◆ **TASK TO COMPLETE**: Word for word, transcribe the lines below and drop the pictures.

Image object location entries:

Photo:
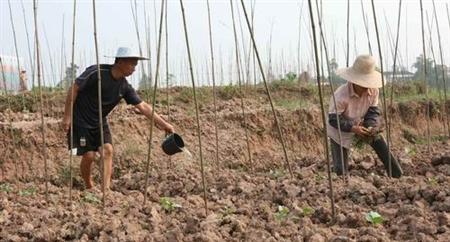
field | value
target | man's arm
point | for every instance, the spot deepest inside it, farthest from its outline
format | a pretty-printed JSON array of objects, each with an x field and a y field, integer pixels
[
  {"x": 146, "y": 110},
  {"x": 67, "y": 109}
]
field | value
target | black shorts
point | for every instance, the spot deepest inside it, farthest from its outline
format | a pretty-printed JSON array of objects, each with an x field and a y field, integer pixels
[{"x": 86, "y": 139}]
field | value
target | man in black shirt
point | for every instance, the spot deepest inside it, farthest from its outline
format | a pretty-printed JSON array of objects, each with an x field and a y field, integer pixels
[{"x": 86, "y": 125}]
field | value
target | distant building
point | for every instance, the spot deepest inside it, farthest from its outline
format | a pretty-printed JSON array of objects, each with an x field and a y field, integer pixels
[
  {"x": 401, "y": 75},
  {"x": 12, "y": 78}
]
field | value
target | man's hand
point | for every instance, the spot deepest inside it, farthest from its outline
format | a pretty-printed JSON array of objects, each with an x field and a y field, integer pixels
[
  {"x": 168, "y": 128},
  {"x": 66, "y": 124},
  {"x": 360, "y": 131}
]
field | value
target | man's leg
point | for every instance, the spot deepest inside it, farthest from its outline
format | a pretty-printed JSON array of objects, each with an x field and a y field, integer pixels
[
  {"x": 107, "y": 161},
  {"x": 380, "y": 147},
  {"x": 337, "y": 161},
  {"x": 85, "y": 167}
]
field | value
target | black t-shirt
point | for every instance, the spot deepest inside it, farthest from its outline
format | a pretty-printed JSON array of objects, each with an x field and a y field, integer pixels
[{"x": 85, "y": 110}]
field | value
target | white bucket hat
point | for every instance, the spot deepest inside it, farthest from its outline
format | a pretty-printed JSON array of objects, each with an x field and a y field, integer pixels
[
  {"x": 125, "y": 52},
  {"x": 362, "y": 73}
]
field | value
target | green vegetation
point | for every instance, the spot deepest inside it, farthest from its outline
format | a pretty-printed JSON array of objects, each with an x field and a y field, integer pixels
[
  {"x": 227, "y": 211},
  {"x": 168, "y": 204},
  {"x": 29, "y": 191},
  {"x": 374, "y": 218},
  {"x": 88, "y": 197},
  {"x": 5, "y": 187},
  {"x": 277, "y": 173},
  {"x": 282, "y": 213},
  {"x": 306, "y": 211}
]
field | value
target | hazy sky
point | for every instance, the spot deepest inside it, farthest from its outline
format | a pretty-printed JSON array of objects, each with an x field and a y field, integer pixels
[{"x": 277, "y": 21}]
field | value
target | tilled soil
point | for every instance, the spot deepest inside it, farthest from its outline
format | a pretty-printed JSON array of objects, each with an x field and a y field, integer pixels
[{"x": 247, "y": 200}]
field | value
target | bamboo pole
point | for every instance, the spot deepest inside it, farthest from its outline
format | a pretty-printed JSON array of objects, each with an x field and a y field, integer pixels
[
  {"x": 425, "y": 78},
  {"x": 43, "y": 129},
  {"x": 277, "y": 123},
  {"x": 330, "y": 80},
  {"x": 216, "y": 130},
  {"x": 196, "y": 108},
  {"x": 348, "y": 34},
  {"x": 62, "y": 55},
  {"x": 167, "y": 63},
  {"x": 431, "y": 48},
  {"x": 72, "y": 94},
  {"x": 100, "y": 108},
  {"x": 11, "y": 129},
  {"x": 150, "y": 139},
  {"x": 149, "y": 50},
  {"x": 366, "y": 26},
  {"x": 244, "y": 121},
  {"x": 135, "y": 20},
  {"x": 17, "y": 55},
  {"x": 325, "y": 136},
  {"x": 383, "y": 86},
  {"x": 389, "y": 118},
  {"x": 444, "y": 109},
  {"x": 29, "y": 47}
]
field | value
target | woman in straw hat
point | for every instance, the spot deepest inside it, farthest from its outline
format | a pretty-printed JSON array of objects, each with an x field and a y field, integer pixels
[
  {"x": 358, "y": 113},
  {"x": 86, "y": 128}
]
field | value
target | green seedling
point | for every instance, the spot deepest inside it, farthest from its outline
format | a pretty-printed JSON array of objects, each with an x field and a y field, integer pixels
[
  {"x": 227, "y": 211},
  {"x": 432, "y": 181},
  {"x": 374, "y": 218},
  {"x": 29, "y": 191},
  {"x": 5, "y": 187},
  {"x": 282, "y": 213},
  {"x": 168, "y": 205},
  {"x": 88, "y": 197},
  {"x": 319, "y": 177},
  {"x": 277, "y": 173},
  {"x": 306, "y": 211},
  {"x": 411, "y": 151}
]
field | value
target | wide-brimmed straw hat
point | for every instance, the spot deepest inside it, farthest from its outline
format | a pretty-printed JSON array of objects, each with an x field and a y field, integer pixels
[
  {"x": 362, "y": 73},
  {"x": 125, "y": 52}
]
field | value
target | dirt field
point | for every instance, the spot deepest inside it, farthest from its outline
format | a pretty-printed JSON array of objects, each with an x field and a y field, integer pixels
[{"x": 247, "y": 201}]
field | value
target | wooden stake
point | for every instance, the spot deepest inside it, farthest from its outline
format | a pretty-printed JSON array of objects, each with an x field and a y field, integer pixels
[
  {"x": 444, "y": 109},
  {"x": 277, "y": 123},
  {"x": 213, "y": 73},
  {"x": 322, "y": 107},
  {"x": 196, "y": 108},
  {"x": 41, "y": 102},
  {"x": 425, "y": 78}
]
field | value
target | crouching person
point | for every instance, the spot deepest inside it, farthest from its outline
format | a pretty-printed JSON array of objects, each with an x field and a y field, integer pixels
[{"x": 358, "y": 113}]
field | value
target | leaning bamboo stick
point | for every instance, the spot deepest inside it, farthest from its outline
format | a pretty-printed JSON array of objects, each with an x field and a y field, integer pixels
[
  {"x": 389, "y": 118},
  {"x": 366, "y": 26},
  {"x": 216, "y": 130},
  {"x": 322, "y": 107},
  {"x": 267, "y": 91},
  {"x": 29, "y": 47},
  {"x": 348, "y": 34},
  {"x": 150, "y": 139},
  {"x": 17, "y": 55},
  {"x": 196, "y": 107},
  {"x": 41, "y": 102},
  {"x": 425, "y": 78},
  {"x": 444, "y": 109},
  {"x": 72, "y": 94},
  {"x": 383, "y": 87},
  {"x": 330, "y": 80},
  {"x": 100, "y": 108},
  {"x": 244, "y": 121}
]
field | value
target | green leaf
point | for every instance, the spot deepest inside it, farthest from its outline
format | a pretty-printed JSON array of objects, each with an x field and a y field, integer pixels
[
  {"x": 282, "y": 213},
  {"x": 88, "y": 197},
  {"x": 168, "y": 205},
  {"x": 29, "y": 191},
  {"x": 374, "y": 218},
  {"x": 5, "y": 187}
]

◆ **RESULT OF THIS EXERCISE**:
Photo:
field | value
target | man's arm
point | for every instance, the spot deepest inside it, farthest from its outline
format | a pretty-printed JSON array of objects, each with an x field and a y field, integer pixels
[
  {"x": 146, "y": 110},
  {"x": 67, "y": 109}
]
field | value
target | black shorts
point | for every instance, the spot deepest inside it, farthest from its outline
format | a pretty-printed JSON array of objects, each with an x field and a y field, integer pixels
[{"x": 86, "y": 139}]
field | value
target | man in black shirt
point | for every instance, the spot deepest inside it, farthest from its outline
format | a pretty-printed JSON array of objects, each with an x field and a y field, integer pixels
[{"x": 86, "y": 125}]
field | value
target | distant building
point | for every instance, the spot deepest inside it, farthest from its outline
format | a pretty-printed JSON array of objects, each with an x field and a y field, integer pixels
[
  {"x": 401, "y": 75},
  {"x": 12, "y": 78}
]
field | value
target | man's hand
point | for every instance, the spot deepest inside it, farthest from its outline
format | a pretty-printed JSON array of objects, each with an x field and a y field, integer pixels
[
  {"x": 168, "y": 128},
  {"x": 66, "y": 124},
  {"x": 360, "y": 131}
]
field | value
target | man's leg
point | for every instance, the spot deepest inside it, farthest from its outline
format | a pretty-printed JSON array of objects, each with an x field and a y field, integer pixels
[
  {"x": 107, "y": 161},
  {"x": 380, "y": 147},
  {"x": 337, "y": 161},
  {"x": 85, "y": 167}
]
field | value
target | black t-shirt
point | for every instance, the spot deepest inside it, farthest from its outline
format | a pretty-printed JSON array of objects, each with an x field and a y field, integer pixels
[{"x": 85, "y": 110}]
field | value
target | white bucket hat
point | for every instance, the spot deepest inside it, farthest from its outline
format | a pretty-printed JSON array of objects, each with an x field and a y field, integer pixels
[
  {"x": 125, "y": 52},
  {"x": 362, "y": 73}
]
field | value
target | green vegetation
point | for every instance, the spot deepest inside it, farthest from its outline
format | a pretty-printed JSON array of objects, each with an x field and a y field, integer pixels
[
  {"x": 227, "y": 211},
  {"x": 168, "y": 204},
  {"x": 29, "y": 191},
  {"x": 374, "y": 218},
  {"x": 88, "y": 197},
  {"x": 5, "y": 187},
  {"x": 277, "y": 173},
  {"x": 282, "y": 213},
  {"x": 306, "y": 211}
]
field | value
target | hazy sky
point | for every instance, the spot deepest inside it, farthest from its outline
format | a pretty-printed JSON array of objects, each with an x field and a y field, integer pixels
[{"x": 277, "y": 21}]
field | value
target | tilled soil
point | for every instance, the spot deepest inside it, farthest from its outline
format | a pretty-printed JSON array of objects, each with an x field and a y field, integer pixels
[{"x": 247, "y": 200}]
field | value
target | bamboo pole
point | for every instance, the spot deepest inside it, farthest from its outline
format | a pretty-printed JSON array of objects, each with an x field and a y field, integer pixels
[
  {"x": 425, "y": 78},
  {"x": 43, "y": 129},
  {"x": 277, "y": 123},
  {"x": 330, "y": 80},
  {"x": 216, "y": 130},
  {"x": 196, "y": 108},
  {"x": 348, "y": 34},
  {"x": 62, "y": 55},
  {"x": 167, "y": 63},
  {"x": 431, "y": 48},
  {"x": 72, "y": 94},
  {"x": 100, "y": 108},
  {"x": 11, "y": 129},
  {"x": 150, "y": 139},
  {"x": 149, "y": 50},
  {"x": 366, "y": 26},
  {"x": 244, "y": 121},
  {"x": 135, "y": 20},
  {"x": 17, "y": 55},
  {"x": 325, "y": 136},
  {"x": 383, "y": 86},
  {"x": 389, "y": 118},
  {"x": 444, "y": 109},
  {"x": 29, "y": 47}
]
field | value
target | woman in straw hat
point | for every instance, the spot deepest inside it, farthest from its outline
format | a pretty-printed JSON array of objects, each with an x field and a y field, integer pixels
[
  {"x": 358, "y": 113},
  {"x": 86, "y": 128}
]
field | value
target | green seedling
point | for every instance, the spot deepest inside it, farthest from its outline
format | a pretty-printed JSON array of objects, each with an x field and a y field, integer pixels
[
  {"x": 227, "y": 211},
  {"x": 432, "y": 181},
  {"x": 374, "y": 218},
  {"x": 29, "y": 191},
  {"x": 5, "y": 187},
  {"x": 282, "y": 213},
  {"x": 168, "y": 205},
  {"x": 88, "y": 197},
  {"x": 319, "y": 177},
  {"x": 277, "y": 173},
  {"x": 306, "y": 211},
  {"x": 411, "y": 151}
]
field | value
target | wide-brimmed straw hat
point | for every instance, the spot deepest inside it, farthest from its outline
format | a pretty-printed JSON array of objects, each with an x field and a y field, integer pixels
[
  {"x": 362, "y": 73},
  {"x": 125, "y": 52}
]
field | value
target | dirt field
point | for every instance, the spot deepest inside it, farthest from its outline
format | a pretty-printed JSON array of objects, each with an x field and a y field, integer pixels
[{"x": 247, "y": 201}]
field | value
target | wooden stake
point | for every instance, the spot deepest inside it, farthest from its outline
format | a pretty-printed JSON array of objects, each with an x field and a y field, integer pixels
[
  {"x": 444, "y": 109},
  {"x": 277, "y": 123},
  {"x": 213, "y": 73},
  {"x": 322, "y": 107},
  {"x": 196, "y": 108},
  {"x": 41, "y": 102},
  {"x": 425, "y": 78}
]
field | value
target | crouching person
point | for every instance, the spot deepest inside it, farthest from its outline
format | a pretty-printed JSON array of objects, each with an x field and a y field, integer pixels
[{"x": 358, "y": 113}]
field | value
target | leaning bamboo stick
point | for every instance, the spot deepest inside it, farthest from its outline
format | a pretty-printed JSON array of objects, each with an x field and a y field, integer pixels
[
  {"x": 389, "y": 118},
  {"x": 366, "y": 26},
  {"x": 216, "y": 130},
  {"x": 322, "y": 107},
  {"x": 267, "y": 91},
  {"x": 29, "y": 47},
  {"x": 348, "y": 34},
  {"x": 150, "y": 139},
  {"x": 17, "y": 55},
  {"x": 196, "y": 107},
  {"x": 41, "y": 102},
  {"x": 425, "y": 78},
  {"x": 444, "y": 109},
  {"x": 72, "y": 94},
  {"x": 383, "y": 87},
  {"x": 330, "y": 80},
  {"x": 100, "y": 108},
  {"x": 244, "y": 121}
]
field | value
target | green leaf
point | for every instance, the spot deepest inside it, farthest from its outline
format | a pretty-printed JSON array of objects, each with an x field and a y field, integer pixels
[
  {"x": 282, "y": 213},
  {"x": 88, "y": 197},
  {"x": 168, "y": 205},
  {"x": 29, "y": 191},
  {"x": 374, "y": 218},
  {"x": 5, "y": 187}
]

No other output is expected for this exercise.